EXERCISE TEXT: Begin
As you can see, commissions from sales quota have a major stake in the compensation a salesperson receives. Due to the pandemic, a lot of companies decided to lower their commission by lowering the percentage of sales quota or capping their commission beyond a certain point.
SaaStr Founder Jason Lemkin believes that there is no good reason to cap commission, "At least, not until you are at $20-$30 million ARR or more, and maybe much higher. If you cap this too early, you are limiting your revenue per lead."
Is it perhaps time to move to more balanced, less variable sales comp plans?
We asked some of the most well-regarded and experienced sales leaders what they thought.
George Leith, Chief Customer Officer, Vendasta
“I believe that commission is what drives a great salesperson. I don't know if I have a full answer. But I do believe that sales leaders need to look out for whether the compensation plan you’ve decided on is leading to the behavior that you're looking for.
And by the way, just expect somebody to gamify the system. I think it's so funny when we roll out a comp plan and some managers are super surprised when some smart rep figures out a way to game the system. Just anticipate that they will when you’re going into it and look at it and say, how would I game a fight?”
Calvin Peterson, Founding Member and Head of Mentorship, Revgenius
“One of the things we recommend, regardless of company size, is to re-evaluate compensation every six months and figure out how to have reps hit higher on quota. Beyond that, it's also about commissioning smarter. Bringing quota to a more attainable level will have a better psychological impact on reps.”
Kevin ‘KD’ Dorsey, VP of Sales, Patient Pop
“We need money. We want money, but not as much as people like to think. This is a big miss for how we see a salesperson’s motives.
Money does not really change the behavior of most people, especially for a significant period of time. Money isn't motivating people to be better at their jobs. And that is something that I think we need to really think through and address, as an industry.
EXERCISE TEXT: End
LISTED RECORDS: Begin
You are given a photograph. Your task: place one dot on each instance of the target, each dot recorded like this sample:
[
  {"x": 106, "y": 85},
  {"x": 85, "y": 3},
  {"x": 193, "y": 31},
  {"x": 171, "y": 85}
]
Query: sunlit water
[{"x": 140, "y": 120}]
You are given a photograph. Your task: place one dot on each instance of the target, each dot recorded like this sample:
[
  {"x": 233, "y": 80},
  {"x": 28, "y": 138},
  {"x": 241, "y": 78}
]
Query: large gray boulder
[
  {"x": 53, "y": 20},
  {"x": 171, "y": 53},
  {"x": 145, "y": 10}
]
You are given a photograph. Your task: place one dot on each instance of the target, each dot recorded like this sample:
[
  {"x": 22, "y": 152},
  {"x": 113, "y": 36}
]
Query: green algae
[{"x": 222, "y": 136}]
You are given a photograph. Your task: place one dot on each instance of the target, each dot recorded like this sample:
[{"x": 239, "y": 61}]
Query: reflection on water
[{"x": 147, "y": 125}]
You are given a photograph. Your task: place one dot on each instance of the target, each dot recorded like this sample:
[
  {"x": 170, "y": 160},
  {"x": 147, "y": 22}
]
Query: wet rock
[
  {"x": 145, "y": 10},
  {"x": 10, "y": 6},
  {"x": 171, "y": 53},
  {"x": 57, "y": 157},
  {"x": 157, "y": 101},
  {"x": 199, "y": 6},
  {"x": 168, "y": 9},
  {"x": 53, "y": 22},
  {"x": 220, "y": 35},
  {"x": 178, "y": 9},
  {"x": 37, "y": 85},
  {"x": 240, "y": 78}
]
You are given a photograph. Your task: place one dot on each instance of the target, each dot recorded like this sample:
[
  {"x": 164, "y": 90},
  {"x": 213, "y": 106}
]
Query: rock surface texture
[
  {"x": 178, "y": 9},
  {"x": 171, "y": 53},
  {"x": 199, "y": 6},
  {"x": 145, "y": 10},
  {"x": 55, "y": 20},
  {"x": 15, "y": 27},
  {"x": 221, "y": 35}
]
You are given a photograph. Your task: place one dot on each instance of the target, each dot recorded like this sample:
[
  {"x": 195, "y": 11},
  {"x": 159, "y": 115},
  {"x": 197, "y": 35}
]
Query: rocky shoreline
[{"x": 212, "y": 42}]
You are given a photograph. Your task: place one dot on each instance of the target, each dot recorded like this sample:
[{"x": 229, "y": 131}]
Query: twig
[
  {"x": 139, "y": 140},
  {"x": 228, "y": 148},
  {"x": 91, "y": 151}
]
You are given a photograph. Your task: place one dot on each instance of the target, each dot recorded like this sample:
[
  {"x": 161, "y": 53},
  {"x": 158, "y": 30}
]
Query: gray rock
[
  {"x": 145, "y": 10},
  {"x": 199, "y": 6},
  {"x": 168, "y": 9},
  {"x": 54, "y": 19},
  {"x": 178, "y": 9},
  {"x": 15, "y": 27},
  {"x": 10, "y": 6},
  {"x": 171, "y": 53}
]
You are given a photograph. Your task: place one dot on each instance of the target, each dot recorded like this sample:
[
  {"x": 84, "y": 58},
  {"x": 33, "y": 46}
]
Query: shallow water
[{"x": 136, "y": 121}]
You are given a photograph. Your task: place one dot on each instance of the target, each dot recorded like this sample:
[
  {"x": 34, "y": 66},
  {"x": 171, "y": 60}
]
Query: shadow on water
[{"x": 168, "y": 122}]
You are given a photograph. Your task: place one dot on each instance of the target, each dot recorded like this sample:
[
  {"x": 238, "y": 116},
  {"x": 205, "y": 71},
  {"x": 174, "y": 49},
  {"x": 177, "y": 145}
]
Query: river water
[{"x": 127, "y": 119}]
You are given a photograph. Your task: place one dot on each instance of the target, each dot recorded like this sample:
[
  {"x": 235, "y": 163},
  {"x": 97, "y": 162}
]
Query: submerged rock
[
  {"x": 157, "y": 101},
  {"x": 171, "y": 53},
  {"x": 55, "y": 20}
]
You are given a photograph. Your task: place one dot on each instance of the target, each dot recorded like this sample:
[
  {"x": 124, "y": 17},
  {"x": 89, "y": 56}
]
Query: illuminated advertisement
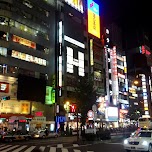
LISTED RECORDS: End
### TASK 1
Copy the passage of the text on sales commissions that opens with the words containing "We asked some" and closes with "you're looking for.".
### TASK 2
In the text on sales commissions, how often does Calvin Peterson recommend re-evaluating compensation?
### TASK 3
Extend the text on sales commissions, picking up after its final sentence.
The items have nothing to do with the text on sales commissions.

### WRITTEN ANSWER 1
We asked some of the most well-regarded and experienced sales leaders what they thought.
George Leith, Chief Customer Officer, Vendasta
“I believe that commission is what drives a great salesperson. I don't know if I have a full answer. But I do believe that sales leaders need to look out for whether the compensation plan you’ve decided on is leading to the behavior that you're looking for.

### WRITTEN ANSWER 2
Every six months.

### WRITTEN ANSWER 3
A lot of the time people say things like, “Salespeople are coin-operated.” And the funny thing is I think people forget how coin-operated machines work. Does anyone ask, “Do I turn the knob and then put in money or do I put in money and then turn the knob?”
Coin-operated is quite literally not how we pay our salespeople. We say, give us the gumball and then we'll give you the money, right? That’s why I think we're in for a reckoning.
Pradeep Sridar, VP of Sales, Wingman
“I generally try to be broad-minded when it comes to sales commissions. There’s never a right answer or a single framework to do it right. Generally speaking, sales leaders should think about whether the plan helps the reps/business when crafting it.
Another important aspect is to think about your prospects and measure if your compensation plan is tuned to make them successful as well. Once all three pieces of the puzzle are perfectly balanced, you achieve your sweet spot of driving the right behavior through your commission plan. Of course, it should be expected to break in two quarters, so you should revisit it again.”
What does all of this mean?
You can see from these snippets that there’s a conflicting view on what drives a salesperson.
Commissions can motivate salespeople to work harder to hit their quota. But on the other hand, commission-heavy plans could put your sales team on the insecure (and flighty) mode.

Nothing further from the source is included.